From the entries that follow, list every line in which the string "clicks" appears.
━━━━━━━━━━━━━━━━━━━━
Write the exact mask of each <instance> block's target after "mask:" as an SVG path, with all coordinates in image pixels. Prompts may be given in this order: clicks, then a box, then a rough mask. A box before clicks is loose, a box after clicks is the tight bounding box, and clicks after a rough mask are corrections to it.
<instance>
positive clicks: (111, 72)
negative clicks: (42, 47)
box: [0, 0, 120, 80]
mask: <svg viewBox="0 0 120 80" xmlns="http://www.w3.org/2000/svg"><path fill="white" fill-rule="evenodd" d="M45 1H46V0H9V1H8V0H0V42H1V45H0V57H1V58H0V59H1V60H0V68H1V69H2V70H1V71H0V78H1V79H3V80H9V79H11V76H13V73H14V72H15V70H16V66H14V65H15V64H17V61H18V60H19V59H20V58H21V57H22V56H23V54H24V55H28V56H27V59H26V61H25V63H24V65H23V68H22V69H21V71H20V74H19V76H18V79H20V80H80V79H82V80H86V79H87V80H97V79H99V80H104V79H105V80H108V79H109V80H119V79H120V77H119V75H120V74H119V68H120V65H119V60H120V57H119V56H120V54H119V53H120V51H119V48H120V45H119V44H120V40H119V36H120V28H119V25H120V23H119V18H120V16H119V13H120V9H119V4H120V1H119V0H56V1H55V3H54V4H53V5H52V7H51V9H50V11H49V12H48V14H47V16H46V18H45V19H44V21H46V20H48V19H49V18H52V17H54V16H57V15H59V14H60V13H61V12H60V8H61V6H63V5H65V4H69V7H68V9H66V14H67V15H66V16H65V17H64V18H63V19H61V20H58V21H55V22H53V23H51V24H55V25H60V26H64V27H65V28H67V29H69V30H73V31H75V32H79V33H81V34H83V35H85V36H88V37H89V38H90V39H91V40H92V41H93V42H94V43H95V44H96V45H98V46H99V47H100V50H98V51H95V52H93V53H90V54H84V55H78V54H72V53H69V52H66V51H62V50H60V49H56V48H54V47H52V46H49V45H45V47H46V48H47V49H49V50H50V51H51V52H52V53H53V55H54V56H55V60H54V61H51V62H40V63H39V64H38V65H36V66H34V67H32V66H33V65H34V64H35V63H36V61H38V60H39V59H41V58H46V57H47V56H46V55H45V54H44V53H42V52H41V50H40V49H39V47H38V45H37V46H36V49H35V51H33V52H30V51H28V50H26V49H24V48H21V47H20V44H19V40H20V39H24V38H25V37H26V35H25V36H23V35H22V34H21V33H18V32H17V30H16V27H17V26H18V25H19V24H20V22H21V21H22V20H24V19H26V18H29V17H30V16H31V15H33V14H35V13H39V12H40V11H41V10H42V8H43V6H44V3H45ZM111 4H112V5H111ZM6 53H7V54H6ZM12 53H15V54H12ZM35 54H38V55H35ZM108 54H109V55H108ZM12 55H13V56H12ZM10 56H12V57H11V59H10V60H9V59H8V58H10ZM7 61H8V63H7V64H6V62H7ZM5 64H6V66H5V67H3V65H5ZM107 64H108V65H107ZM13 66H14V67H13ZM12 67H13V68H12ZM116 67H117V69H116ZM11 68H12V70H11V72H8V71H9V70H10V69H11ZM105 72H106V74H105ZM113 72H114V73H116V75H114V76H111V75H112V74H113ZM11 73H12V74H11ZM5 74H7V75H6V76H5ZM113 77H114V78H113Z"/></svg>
━━━━━━━━━━━━━━━━━━━━
RESPONSE:
Write the exact mask of each <instance> block's target after "mask:" as an SVG path, with all coordinates in image pixels. Prompts may be given in this order: clicks, then a box, then a rough mask. A box before clicks is loose, a box after clicks is the tight bounding box, and clicks after a rough mask are corrections to it.
positive clicks: (111, 72)
negative clicks: (42, 47)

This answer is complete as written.